■ Job
Copy each of the rows below word for word, keeping them in the same order.

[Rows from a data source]
********************

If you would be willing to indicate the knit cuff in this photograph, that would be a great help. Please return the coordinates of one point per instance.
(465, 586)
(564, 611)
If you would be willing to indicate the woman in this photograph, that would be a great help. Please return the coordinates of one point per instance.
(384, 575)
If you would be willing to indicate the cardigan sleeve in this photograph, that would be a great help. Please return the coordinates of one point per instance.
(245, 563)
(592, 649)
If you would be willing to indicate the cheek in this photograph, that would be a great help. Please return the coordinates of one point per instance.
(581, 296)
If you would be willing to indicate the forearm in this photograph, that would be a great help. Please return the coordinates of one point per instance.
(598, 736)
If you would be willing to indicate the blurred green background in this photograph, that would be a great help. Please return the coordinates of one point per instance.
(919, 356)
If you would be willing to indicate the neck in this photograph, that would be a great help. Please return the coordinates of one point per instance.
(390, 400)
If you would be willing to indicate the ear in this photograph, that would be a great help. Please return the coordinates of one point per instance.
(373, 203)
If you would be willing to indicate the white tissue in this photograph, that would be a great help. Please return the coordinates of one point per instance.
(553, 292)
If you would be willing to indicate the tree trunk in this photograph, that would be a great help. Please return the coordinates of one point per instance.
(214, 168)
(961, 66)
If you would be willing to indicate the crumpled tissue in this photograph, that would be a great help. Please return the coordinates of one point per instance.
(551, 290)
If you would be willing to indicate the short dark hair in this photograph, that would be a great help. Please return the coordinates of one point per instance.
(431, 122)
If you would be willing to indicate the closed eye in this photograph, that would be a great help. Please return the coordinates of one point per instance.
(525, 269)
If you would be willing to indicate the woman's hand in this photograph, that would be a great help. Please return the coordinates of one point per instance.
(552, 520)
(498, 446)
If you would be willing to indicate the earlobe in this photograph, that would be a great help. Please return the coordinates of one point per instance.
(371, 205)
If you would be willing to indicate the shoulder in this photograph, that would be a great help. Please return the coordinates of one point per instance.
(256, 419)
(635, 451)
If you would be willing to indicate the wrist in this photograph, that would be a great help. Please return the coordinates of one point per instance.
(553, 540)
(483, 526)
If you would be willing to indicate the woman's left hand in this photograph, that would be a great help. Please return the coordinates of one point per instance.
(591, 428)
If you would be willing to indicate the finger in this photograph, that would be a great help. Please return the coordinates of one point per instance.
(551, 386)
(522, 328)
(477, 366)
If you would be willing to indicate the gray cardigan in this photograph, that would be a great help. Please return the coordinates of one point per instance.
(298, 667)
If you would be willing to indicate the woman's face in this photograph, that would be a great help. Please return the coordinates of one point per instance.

********************

■ In response
If you would be willing to indicate the knit cuff in this photograph, that would be a great help. Please return the coordinates of one point per instance.
(465, 586)
(564, 611)
If you would be willing to indicate the woman in this photograph, that would be a great help. Please return the coordinates of one point per instance.
(384, 575)
If you would be willing to indicate the cardigan sleeve in this photograph, that would be a great help. Please return the coordinates of one point per instance.
(245, 563)
(592, 649)
If you would be willing to indicate the cheek in this photograph, that would be a great help. Please return the coordinates of one point per instance.
(581, 296)
If you would be willing to indicate the forearm in this photograph, that would be a great help. Please return the coordinates of one point per instance.
(598, 736)
If you would be willing to indicate the blurred green background in this photograph, that would be a great help. Please return the coordinates of one point per instance.
(919, 356)
If you would be willing to indicate the neck in this photograph, that would be a great help. Please return the coordinates of one point per instance.
(390, 400)
If you would be willing to indicate the ear in this photograph, that would be a great help. Please return the coordinates of one point per instance.
(373, 203)
If you would be willing to indicate the white tissue in this photograph, that would be a great help. Please return the coordinates of one point per instance.
(553, 292)
If you would be willing to indicate the tree trunk in this photograph, that would be a great help. Please return the coordinates of one point per instance.
(214, 168)
(961, 66)
If you would be willing to indicate the crumpled tissue in this photograph, that would be a great help. Please return the coordinates of one point per instance.
(551, 290)
If you would be willing to indicate the short dark hair in this photograph, that would be a great help. Please return the coordinates of one point per instance.
(431, 122)
If you would be willing to indicate the closed eye in this photograph, that would be a great help. Please return the coordinates of one point per instance.
(525, 269)
If you would be willing to indicate the woman's hand in this photograph, that would be a great help. Please return the coordinates of one point per instance.
(552, 520)
(498, 446)
If you would be willing to indicate the earlobe in this photograph, that would be a great help. Please return the coordinates of one point per instance.
(371, 205)
If you would be willing to indicate the shoulder in this photograph, that would be a great help. Please return the coordinates of one point per instance.
(256, 419)
(635, 451)
If you would be willing to indicate the wrist in this photograph, that would be a great help. Please return the coordinates of one point per instance.
(553, 540)
(483, 526)
If you would be willing to indicate the woman's left hand in this photograph, that would be a great help. Please return the coordinates of one point per instance.
(591, 428)
If you would be willing to indicate the finger in this photograph, that would be a great help. Please return the coordinates of one point per instance.
(551, 386)
(522, 328)
(477, 366)
If you would be willing to indicate the gray cardigan in this photograph, that would be a great help. Please return the coordinates of one point per instance.
(298, 667)
If you would be willing to indicate the woman's face in this photograph, that would be a great help. Please return the coordinates of one point per instance.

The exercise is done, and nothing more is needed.